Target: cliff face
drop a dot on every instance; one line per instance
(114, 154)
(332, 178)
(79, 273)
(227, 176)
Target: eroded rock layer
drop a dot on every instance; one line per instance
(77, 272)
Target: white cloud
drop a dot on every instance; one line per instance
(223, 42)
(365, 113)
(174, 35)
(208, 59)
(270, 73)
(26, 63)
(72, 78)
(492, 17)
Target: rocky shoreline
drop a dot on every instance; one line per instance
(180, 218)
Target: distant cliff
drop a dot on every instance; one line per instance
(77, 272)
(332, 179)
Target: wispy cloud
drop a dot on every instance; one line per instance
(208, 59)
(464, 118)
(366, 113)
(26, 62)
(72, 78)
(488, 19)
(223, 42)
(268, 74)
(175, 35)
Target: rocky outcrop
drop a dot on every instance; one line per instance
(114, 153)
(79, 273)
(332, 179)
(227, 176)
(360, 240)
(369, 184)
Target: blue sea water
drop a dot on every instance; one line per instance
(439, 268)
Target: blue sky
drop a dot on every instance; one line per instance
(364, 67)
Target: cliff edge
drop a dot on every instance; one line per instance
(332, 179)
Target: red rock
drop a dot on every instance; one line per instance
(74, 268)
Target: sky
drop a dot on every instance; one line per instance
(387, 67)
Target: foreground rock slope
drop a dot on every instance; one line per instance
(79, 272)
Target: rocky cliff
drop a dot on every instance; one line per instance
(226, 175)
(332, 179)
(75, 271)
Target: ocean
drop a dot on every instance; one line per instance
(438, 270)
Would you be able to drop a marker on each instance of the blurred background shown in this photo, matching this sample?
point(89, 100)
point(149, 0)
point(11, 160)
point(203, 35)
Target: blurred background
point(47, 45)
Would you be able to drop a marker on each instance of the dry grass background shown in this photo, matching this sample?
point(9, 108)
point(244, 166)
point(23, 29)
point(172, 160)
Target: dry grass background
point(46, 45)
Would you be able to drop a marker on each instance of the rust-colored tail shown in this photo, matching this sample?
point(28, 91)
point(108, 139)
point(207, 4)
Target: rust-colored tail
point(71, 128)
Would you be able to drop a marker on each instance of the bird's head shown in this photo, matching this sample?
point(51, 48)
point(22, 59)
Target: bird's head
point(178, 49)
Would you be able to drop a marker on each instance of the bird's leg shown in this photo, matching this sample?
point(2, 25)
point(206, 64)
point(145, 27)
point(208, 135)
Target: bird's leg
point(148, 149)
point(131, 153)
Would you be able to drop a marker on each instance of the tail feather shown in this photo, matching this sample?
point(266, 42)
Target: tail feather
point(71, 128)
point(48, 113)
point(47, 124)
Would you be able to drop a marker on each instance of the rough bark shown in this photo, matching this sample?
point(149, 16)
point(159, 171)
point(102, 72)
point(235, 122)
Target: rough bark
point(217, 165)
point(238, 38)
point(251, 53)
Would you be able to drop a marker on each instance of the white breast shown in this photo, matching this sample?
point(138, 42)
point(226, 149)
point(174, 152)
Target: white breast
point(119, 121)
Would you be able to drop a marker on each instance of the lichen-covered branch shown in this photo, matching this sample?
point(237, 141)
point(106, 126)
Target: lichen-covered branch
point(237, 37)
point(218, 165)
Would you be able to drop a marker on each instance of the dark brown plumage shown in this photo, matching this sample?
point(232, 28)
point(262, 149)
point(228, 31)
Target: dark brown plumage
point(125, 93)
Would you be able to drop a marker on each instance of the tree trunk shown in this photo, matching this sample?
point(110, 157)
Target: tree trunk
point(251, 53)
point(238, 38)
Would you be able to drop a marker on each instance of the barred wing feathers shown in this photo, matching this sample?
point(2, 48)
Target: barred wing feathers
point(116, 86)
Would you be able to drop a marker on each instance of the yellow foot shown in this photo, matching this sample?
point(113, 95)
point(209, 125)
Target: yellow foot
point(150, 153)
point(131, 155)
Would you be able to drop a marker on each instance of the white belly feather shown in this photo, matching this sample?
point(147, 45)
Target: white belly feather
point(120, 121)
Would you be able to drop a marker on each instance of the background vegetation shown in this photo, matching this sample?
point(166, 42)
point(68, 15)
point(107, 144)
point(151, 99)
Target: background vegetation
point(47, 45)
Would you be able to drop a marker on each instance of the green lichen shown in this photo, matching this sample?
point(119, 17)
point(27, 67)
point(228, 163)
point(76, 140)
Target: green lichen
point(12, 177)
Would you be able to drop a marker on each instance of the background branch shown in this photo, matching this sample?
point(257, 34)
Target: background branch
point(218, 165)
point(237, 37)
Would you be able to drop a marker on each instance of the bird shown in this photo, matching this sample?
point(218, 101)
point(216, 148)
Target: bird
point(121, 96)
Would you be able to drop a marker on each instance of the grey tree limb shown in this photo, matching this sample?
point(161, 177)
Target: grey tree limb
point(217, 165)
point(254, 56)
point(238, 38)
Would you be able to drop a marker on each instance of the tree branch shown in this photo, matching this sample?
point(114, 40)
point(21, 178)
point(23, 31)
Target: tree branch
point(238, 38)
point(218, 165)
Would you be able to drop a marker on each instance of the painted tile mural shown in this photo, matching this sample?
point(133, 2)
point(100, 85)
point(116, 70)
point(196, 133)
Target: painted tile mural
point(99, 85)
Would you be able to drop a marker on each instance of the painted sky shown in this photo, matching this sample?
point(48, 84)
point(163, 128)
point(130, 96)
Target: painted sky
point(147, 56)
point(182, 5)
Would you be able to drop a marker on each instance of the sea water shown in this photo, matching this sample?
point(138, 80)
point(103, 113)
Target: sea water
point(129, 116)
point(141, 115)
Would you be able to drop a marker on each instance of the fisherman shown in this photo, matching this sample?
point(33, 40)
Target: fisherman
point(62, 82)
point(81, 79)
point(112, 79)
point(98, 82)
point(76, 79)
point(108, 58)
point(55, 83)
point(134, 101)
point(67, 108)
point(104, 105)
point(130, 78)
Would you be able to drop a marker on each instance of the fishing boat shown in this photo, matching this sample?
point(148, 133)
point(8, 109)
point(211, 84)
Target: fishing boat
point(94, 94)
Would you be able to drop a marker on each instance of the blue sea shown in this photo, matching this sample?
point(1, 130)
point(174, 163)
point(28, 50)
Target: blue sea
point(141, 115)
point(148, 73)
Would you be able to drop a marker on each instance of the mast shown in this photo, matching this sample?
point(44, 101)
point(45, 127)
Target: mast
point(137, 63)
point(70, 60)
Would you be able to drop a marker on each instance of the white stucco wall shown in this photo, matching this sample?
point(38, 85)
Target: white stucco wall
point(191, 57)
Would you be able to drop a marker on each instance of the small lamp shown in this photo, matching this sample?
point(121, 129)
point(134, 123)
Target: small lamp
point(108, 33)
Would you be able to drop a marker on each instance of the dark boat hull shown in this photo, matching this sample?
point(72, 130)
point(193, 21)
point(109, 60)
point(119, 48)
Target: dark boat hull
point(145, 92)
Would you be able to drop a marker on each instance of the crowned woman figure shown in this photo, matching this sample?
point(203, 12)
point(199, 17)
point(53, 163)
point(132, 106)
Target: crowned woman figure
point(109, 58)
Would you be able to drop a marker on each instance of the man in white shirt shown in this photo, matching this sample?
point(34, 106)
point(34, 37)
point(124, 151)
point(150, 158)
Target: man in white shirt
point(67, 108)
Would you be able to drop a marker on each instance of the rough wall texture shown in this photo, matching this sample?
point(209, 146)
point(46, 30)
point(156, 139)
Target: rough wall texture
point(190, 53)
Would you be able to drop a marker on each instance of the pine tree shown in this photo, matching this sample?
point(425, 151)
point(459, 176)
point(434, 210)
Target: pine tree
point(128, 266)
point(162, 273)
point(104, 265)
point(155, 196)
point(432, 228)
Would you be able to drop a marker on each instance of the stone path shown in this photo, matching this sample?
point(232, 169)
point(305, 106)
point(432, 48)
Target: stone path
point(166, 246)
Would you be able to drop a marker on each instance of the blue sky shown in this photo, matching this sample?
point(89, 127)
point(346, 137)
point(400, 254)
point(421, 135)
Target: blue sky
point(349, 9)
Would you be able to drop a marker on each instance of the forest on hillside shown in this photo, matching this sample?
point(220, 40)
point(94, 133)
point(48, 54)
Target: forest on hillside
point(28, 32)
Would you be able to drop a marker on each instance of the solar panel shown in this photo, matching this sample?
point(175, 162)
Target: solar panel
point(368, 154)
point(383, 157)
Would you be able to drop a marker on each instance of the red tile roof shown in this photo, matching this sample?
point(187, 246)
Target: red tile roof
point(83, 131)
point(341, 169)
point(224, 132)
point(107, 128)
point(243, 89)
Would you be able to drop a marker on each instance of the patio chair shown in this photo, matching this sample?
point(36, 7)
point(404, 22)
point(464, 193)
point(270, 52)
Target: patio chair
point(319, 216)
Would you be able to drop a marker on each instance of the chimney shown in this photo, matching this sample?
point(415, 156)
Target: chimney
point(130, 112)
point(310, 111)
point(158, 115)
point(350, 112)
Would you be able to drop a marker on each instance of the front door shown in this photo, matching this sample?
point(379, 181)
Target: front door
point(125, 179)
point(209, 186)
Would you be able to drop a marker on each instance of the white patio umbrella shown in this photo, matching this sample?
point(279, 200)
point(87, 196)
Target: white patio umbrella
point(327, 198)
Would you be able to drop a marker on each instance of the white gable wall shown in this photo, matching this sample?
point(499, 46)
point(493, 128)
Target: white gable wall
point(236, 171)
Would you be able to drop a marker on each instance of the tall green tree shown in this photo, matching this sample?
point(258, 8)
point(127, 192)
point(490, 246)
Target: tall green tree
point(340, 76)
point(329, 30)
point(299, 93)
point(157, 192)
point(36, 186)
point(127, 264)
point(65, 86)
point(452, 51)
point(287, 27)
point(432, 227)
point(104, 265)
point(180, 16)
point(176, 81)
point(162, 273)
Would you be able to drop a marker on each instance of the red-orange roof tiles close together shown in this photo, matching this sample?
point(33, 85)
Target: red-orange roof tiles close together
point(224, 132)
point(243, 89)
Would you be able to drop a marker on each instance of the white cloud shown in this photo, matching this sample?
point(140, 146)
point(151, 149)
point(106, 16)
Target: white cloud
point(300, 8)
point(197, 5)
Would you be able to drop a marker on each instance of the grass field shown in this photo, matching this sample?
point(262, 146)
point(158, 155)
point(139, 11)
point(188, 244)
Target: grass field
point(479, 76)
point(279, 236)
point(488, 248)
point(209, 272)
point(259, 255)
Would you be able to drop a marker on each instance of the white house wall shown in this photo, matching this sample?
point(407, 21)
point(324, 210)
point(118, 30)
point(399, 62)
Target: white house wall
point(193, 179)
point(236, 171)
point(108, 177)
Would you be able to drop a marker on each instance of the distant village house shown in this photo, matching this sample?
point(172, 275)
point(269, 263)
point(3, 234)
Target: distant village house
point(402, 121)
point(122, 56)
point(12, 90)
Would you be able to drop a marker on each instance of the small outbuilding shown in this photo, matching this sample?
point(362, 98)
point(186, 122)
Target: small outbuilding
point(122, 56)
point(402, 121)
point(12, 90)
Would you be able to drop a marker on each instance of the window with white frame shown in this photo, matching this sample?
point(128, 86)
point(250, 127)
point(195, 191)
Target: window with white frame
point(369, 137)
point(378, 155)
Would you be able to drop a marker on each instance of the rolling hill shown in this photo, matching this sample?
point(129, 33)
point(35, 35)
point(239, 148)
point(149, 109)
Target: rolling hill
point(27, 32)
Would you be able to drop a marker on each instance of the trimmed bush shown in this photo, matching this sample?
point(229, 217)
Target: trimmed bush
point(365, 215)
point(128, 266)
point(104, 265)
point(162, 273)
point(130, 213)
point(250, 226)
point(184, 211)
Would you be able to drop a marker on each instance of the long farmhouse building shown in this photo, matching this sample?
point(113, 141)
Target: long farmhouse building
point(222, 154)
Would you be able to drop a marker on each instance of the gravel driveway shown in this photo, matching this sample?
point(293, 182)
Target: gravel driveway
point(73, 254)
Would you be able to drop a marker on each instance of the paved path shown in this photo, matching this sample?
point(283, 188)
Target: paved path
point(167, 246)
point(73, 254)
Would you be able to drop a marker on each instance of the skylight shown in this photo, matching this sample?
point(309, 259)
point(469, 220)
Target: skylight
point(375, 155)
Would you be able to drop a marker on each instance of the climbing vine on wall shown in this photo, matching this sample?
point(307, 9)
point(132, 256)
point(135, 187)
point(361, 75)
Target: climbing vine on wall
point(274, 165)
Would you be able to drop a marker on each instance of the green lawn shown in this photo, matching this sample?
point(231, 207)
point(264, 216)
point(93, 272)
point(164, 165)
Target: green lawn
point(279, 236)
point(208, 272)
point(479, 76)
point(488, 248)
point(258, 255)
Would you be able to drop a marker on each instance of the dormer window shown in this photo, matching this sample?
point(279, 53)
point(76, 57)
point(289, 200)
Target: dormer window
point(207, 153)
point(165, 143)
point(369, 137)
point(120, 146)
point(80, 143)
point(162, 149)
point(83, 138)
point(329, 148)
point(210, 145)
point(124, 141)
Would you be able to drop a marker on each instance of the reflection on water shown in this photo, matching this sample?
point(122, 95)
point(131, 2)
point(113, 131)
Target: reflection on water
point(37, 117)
════════════════════
■ **Requirement**: Render the stretch of lines that opens with the line containing "of the stone" and closes with the line containing "point(166, 246)" as a numbered list, including both end lines and skipping any blank lines.

■ **Task solution**:
1. Would you be able to drop a marker on each instance of the stone path shown in this photo, matching this sample?
2. point(232, 169)
3. point(305, 106)
4. point(432, 48)
5. Target: stone path
6. point(166, 246)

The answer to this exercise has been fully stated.